Task requirements: Your task is to output all the records below, word for word.

Data for the task:

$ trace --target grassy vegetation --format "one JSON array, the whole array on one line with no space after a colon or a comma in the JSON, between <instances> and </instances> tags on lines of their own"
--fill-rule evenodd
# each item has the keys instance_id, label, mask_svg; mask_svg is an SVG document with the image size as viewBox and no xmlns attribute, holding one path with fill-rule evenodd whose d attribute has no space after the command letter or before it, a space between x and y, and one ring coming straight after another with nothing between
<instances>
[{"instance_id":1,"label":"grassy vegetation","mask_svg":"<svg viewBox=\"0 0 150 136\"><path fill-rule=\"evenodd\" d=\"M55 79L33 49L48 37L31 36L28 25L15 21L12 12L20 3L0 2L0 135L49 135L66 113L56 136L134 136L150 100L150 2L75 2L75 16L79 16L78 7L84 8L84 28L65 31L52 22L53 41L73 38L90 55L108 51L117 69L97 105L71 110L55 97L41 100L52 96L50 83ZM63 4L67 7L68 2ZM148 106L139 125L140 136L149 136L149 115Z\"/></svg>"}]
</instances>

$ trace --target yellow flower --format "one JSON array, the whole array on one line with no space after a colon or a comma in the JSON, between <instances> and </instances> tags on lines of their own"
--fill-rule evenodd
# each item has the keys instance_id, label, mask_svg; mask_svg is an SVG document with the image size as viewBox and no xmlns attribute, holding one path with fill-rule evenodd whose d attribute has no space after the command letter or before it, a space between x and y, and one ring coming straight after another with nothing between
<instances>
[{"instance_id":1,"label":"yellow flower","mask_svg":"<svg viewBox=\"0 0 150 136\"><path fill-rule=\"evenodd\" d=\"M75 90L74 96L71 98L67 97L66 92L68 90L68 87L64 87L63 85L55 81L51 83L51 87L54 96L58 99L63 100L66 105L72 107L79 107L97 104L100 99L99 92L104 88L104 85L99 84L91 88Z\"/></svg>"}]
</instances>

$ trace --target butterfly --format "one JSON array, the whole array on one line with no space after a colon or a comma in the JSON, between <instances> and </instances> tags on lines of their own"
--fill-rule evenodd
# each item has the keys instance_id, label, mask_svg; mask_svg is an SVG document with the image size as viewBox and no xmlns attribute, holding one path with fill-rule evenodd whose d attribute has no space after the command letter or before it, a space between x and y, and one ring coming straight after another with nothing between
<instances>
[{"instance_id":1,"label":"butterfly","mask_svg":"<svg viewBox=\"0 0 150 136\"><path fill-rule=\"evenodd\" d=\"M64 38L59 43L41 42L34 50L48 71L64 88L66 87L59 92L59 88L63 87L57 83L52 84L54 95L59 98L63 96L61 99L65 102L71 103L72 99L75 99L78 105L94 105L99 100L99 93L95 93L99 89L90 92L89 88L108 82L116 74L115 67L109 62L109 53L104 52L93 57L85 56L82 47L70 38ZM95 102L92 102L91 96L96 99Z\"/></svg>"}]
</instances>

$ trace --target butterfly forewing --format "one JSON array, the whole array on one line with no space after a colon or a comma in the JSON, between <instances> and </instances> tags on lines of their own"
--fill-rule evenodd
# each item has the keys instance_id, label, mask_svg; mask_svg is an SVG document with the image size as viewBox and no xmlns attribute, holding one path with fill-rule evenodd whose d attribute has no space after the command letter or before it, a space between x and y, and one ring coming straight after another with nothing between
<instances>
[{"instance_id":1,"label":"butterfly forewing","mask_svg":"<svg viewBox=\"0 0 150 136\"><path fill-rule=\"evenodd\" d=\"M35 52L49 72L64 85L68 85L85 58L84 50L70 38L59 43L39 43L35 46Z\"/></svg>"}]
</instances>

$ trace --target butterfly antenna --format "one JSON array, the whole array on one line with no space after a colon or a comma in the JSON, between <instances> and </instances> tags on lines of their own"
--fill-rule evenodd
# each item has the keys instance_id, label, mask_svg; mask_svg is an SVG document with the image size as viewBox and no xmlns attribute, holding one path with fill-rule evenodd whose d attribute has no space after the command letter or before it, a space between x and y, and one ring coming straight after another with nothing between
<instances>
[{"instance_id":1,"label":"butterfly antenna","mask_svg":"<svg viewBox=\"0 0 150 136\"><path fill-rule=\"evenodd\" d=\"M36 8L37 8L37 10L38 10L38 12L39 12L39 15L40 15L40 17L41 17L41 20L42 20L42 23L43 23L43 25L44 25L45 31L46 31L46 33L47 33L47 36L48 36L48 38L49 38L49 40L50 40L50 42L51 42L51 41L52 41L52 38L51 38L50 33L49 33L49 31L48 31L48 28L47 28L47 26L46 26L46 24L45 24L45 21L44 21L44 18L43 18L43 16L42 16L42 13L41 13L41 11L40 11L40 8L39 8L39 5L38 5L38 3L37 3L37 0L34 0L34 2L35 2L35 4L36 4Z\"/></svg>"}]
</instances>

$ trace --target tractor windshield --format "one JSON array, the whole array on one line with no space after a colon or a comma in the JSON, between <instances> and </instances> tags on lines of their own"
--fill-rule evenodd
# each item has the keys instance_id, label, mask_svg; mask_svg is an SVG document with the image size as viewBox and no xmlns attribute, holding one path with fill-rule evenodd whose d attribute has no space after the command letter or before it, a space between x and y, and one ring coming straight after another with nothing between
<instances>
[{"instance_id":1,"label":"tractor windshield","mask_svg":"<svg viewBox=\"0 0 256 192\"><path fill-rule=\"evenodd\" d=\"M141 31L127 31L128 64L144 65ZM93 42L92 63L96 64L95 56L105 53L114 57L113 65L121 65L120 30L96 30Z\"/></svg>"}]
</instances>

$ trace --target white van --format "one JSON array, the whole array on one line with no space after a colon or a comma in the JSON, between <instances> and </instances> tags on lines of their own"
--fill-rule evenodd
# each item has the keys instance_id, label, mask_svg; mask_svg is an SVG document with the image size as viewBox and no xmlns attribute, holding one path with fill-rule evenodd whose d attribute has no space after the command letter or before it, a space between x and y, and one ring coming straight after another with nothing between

Response below:
$ trace --target grassy vegetation --format "one JSON array, the whole array on one line with no space after a colon or a comma in the JSON, between <instances> and </instances> tags on lines of their own"
--fill-rule evenodd
# each item has the keys instance_id, label, mask_svg; mask_svg is an SVG document with the image size as viewBox and no xmlns attribute, holding one path with fill-rule evenodd whose d attribute has no space after the command letter or before it, a space between x and y, and one ring coming straight after another with nothing between
<instances>
[{"instance_id":1,"label":"grassy vegetation","mask_svg":"<svg viewBox=\"0 0 150 136\"><path fill-rule=\"evenodd\" d=\"M55 79L33 49L48 37L31 36L28 25L15 21L12 12L20 3L0 2L0 135L49 135L66 113L56 136L134 136L150 100L150 2L75 2L75 16L79 16L78 7L84 8L84 28L65 31L52 22L53 41L73 38L90 55L108 51L117 69L97 105L71 110L55 97L41 100L52 96L50 83ZM63 4L67 7L68 2ZM148 106L139 125L140 136L149 136L149 115Z\"/></svg>"}]
</instances>

$ trace --target yellow flower --format "one JSON array, the whole array on one line with no space after a colon or a comma in the JSON, between <instances> and </instances> tags on lines of their own"
--fill-rule evenodd
# each item has the keys instance_id, label, mask_svg; mask_svg is an SVG document with the image size as viewBox and no xmlns attribute, holding one path with fill-rule evenodd whose d attribute has no space after the command letter or before it, a space between x and y, and one ring coming straight after another with nothing between
<instances>
[{"instance_id":1,"label":"yellow flower","mask_svg":"<svg viewBox=\"0 0 150 136\"><path fill-rule=\"evenodd\" d=\"M75 90L74 96L71 98L67 97L66 92L68 90L68 87L64 87L63 85L55 81L51 83L51 87L54 96L58 99L63 100L66 105L72 107L79 107L97 104L100 99L99 92L104 88L104 85L99 84L91 88Z\"/></svg>"}]
</instances>

$ trace --target butterfly --format "one JSON array, the whole array on one line with no space after a colon or a comma in the JSON, between <instances> and </instances> tags on lines of their own"
--fill-rule evenodd
# each item has the keys instance_id, label, mask_svg; mask_svg is an SVG document with the image size as viewBox and no xmlns attribute, holding one path with fill-rule evenodd whose d attribute has no space after the command letter or before it, a space between x and y, and one ring coming straight after another with nothing between
<instances>
[{"instance_id":1,"label":"butterfly","mask_svg":"<svg viewBox=\"0 0 150 136\"><path fill-rule=\"evenodd\" d=\"M64 38L59 43L41 42L34 50L48 71L64 88L66 87L59 92L59 88L63 87L57 83L52 84L54 95L59 98L63 96L61 99L65 102L71 103L72 99L75 99L78 105L94 105L99 100L99 93L95 93L99 89L90 92L89 88L108 82L116 74L115 67L109 62L109 53L104 52L93 57L85 56L82 47L70 38ZM95 102L92 102L91 96L96 99Z\"/></svg>"}]
</instances>

$ trace --target butterfly forewing --format "one JSON array, the whole array on one line with no space after a colon or a comma in the JSON, between <instances> and </instances> tags on lines of their own"
--fill-rule evenodd
# each item has the keys instance_id, label, mask_svg; mask_svg is an SVG document with the image size as viewBox and no xmlns attribute, holding one path with fill-rule evenodd whose d attribute has no space after the command letter or before it, a space between x and y, and one ring coming straight after another with nothing between
<instances>
[{"instance_id":1,"label":"butterfly forewing","mask_svg":"<svg viewBox=\"0 0 150 136\"><path fill-rule=\"evenodd\" d=\"M35 52L49 72L64 85L68 85L85 58L84 50L70 38L59 43L39 43L35 46Z\"/></svg>"}]
</instances>

$ trace --target butterfly antenna --format "one JSON array, the whole array on one line with no space after a colon or a comma in the JSON, between <instances> and </instances> tags on lines of their own"
--fill-rule evenodd
# each item has the keys instance_id, label, mask_svg; mask_svg is an SVG document with the image size as viewBox and no xmlns attribute, holding one path with fill-rule evenodd whose d attribute has no space after the command letter or before it, a space between x and y, and one ring coming straight after another with nothing between
<instances>
[{"instance_id":1,"label":"butterfly antenna","mask_svg":"<svg viewBox=\"0 0 150 136\"><path fill-rule=\"evenodd\" d=\"M36 8L37 8L37 10L38 10L38 12L39 12L39 15L40 15L40 17L41 17L41 20L42 20L42 23L43 23L43 25L44 25L45 31L46 31L46 33L47 33L47 36L48 36L48 38L49 38L49 40L50 40L50 42L51 42L51 41L52 41L52 38L51 38L50 33L49 33L49 31L48 31L48 28L47 28L47 26L46 26L46 24L45 24L45 21L44 21L44 18L43 18L43 16L42 16L42 13L41 13L41 11L40 11L40 8L39 8L39 5L38 5L38 3L37 3L37 0L34 0L34 2L35 2L35 4L36 4Z\"/></svg>"}]
</instances>

$ trace --target tractor windshield --format "one JSON array, the whole array on one line with no space after a colon or a comma in the JSON, between <instances> and </instances> tags on lines of their own"
--fill-rule evenodd
# each item has the keys instance_id, label, mask_svg; mask_svg is an SVG document with the image size as viewBox and no xmlns attribute, holding one path with fill-rule evenodd whose d attribute has no space after the command letter or before it, a space between x and y, and one ring coming straight after another with nothing between
<instances>
[{"instance_id":1,"label":"tractor windshield","mask_svg":"<svg viewBox=\"0 0 256 192\"><path fill-rule=\"evenodd\" d=\"M141 31L127 31L128 64L144 65ZM93 42L92 63L96 64L95 56L105 53L114 57L113 65L121 65L120 30L96 30Z\"/></svg>"}]
</instances>

$ trace --target white van --format "one JSON array, the whole array on one line with no space after a colon or a comma in the JSON, between <instances> and </instances> tags on lines of their own"
--fill-rule evenodd
# each item has the keys instance_id, label, mask_svg; mask_svg is an SVG document with the image size as viewBox and no xmlns attribute, holding one path with fill-rule evenodd whose d attribute has no space after the command letter or before it, a space between x and y, and one ring coming straight after another with nothing between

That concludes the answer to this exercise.